**Instruction 1:** Could you write out the three entries that follow the travel piece again, replacing "service" with "tool" and leaving everything else unchanged?

**Passage given:**
--------------------------------------------------
It’s a worrying fact that my skin smells like chicken tikka, I wipe my bum with my left hand, wobble my head in answer to any question, have a shit haircut and can drink five chais in a row without blinking. I’ve been spiritually channelled, had my chakras rubbed down with paraffin oil on a dirty kitchen table, attended a candlelit-chanting workshop and was the most enthusiastic person there – ‘Om shanthi! Let me have a go on that tambourine, John!’ No joke. Last week I wore a turban ‘to keep my head cool’, and I call them fucking hippies?
It suddenly dawned on me: was I really so much better than those mad-eyed leathery freaks in faded psychedelic kaftans who have stayed here so long they re-christen themselves ‘Krishna’ and insist on wearing white robes and mala beads to Tescos when they go home?
So at the beginning of this month I decided that it was time to leave the Hari Rams and cheesecloth behind me and feel like a normal tourist again. Claudia was visiting from England so we flicked through her crisp new Lonely Planet for inspiration and booked a last-minute flight to Rajasthan. The guidebook called it The Land of Kings, a mystical desert-scape of maharajahs palaces, fortresses and, of course, shopping. It seemed far, far away from pious bongo-bangers of the South – and also I’d been after a camel leather bag for ages.
Flying into Jaipur was like landing on a different planet. The sky was bluer, the light harsher and the desert wind cracked our lips the minute we stepped off the plane. Everything was just a slightly amplified version of what I was used to.
Lipsticked ladies shimmied through the arrivals gate in sequinned neon saris and diamante heels, pushing over-loaded trolleys with arms like forklift truck drivers. In baggage claim I saw a guy in chai-stained white pyjamas retrieve a wicker basket of tiny yellow bananas from the revolving carousel. You can actually check-in bananas? He looked right back at me as if to say: “yeah bananas and so fucking what?”
Everything about our first couple of days in Jaipur was amazing as far as we were concerned. Delirious from all the desert sun, bangle-shopping and sickly saffron lassies, we were stupid to the point of putting ourselves in mortal danger on a daily basis. We ate every dubious lukewarm samosa from the street we could get our grubby hands on, piled four on the back of a rickety cycle rickshaws the wrong way down busy dual carriageways at night with no lights on; Claudia got too friendly with a paraplegic beggar selling wooden puppets and got her tits groped. “But I told him we were lesbians!” she said. I wonder why didn’t he get the message? I gave my email address to the pimple-faced hotel manager and two hours later found a string of romantic Facebook messages ‘to beuotiful Sarah. I am Nazeem hotel manager. I want to give you kiss ok, call me ok luv n hugs Naz xxxxxxxxxxxxxxx’.
--------------------------------------------------
**Provided data:**
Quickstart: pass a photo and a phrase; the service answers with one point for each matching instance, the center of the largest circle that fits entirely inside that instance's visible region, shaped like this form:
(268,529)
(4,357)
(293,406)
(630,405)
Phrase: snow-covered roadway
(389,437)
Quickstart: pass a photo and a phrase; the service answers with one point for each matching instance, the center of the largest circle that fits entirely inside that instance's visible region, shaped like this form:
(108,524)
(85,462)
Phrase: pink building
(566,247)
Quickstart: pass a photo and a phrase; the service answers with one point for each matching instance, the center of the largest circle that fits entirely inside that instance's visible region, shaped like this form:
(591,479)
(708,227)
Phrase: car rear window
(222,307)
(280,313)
--------------------------------------------------
**Instruction 2:** Can you copy the travel piece word for word, starting with "So at the beginning" and going on through "was used to."?

**Correct output 1:**
Quickstart: pass a photo and a phrase; the tool answers with one point for each matching instance, the center of the largest circle that fits entirely inside that instance's visible region, shaped like this form:
(268,529)
(4,357)
(293,406)
(630,405)
Phrase: snow-covered roadway
(389,437)
Quickstart: pass a photo and a phrase; the tool answers with one point for each matching instance, the center of the largest circle that fits entirely inside that instance's visible region, shaped like this form:
(108,524)
(85,462)
Phrase: pink building
(566,247)
Quickstart: pass a photo and a phrase; the tool answers with one point for each matching instance, the center of the largest circle that fits entirely inside that instance's visible region, shaped like this form:
(591,479)
(708,227)
Phrase: car rear window
(222,307)
(280,313)

**Correct output 2:**
So at the beginning of this month I decided that it was time to leave the Hari Rams and cheesecloth behind me and feel like a normal tourist again. Claudia was visiting from England so we flicked through her crisp new Lonely Planet for inspiration and booked a last-minute flight to Rajasthan. The guidebook called it The Land of Kings, a mystical desert-scape of maharajahs palaces, fortresses and, of course, shopping. It seemed far, far away from pious bongo-bangers of the South – and also I’d been after a camel leather bag for ages.
Flying into Jaipur was like landing on a different planet. The sky was bluer, the light harsher and the desert wind cracked our lips the minute we stepped off the plane. Everything was just a slightly amplified version of what I was used to.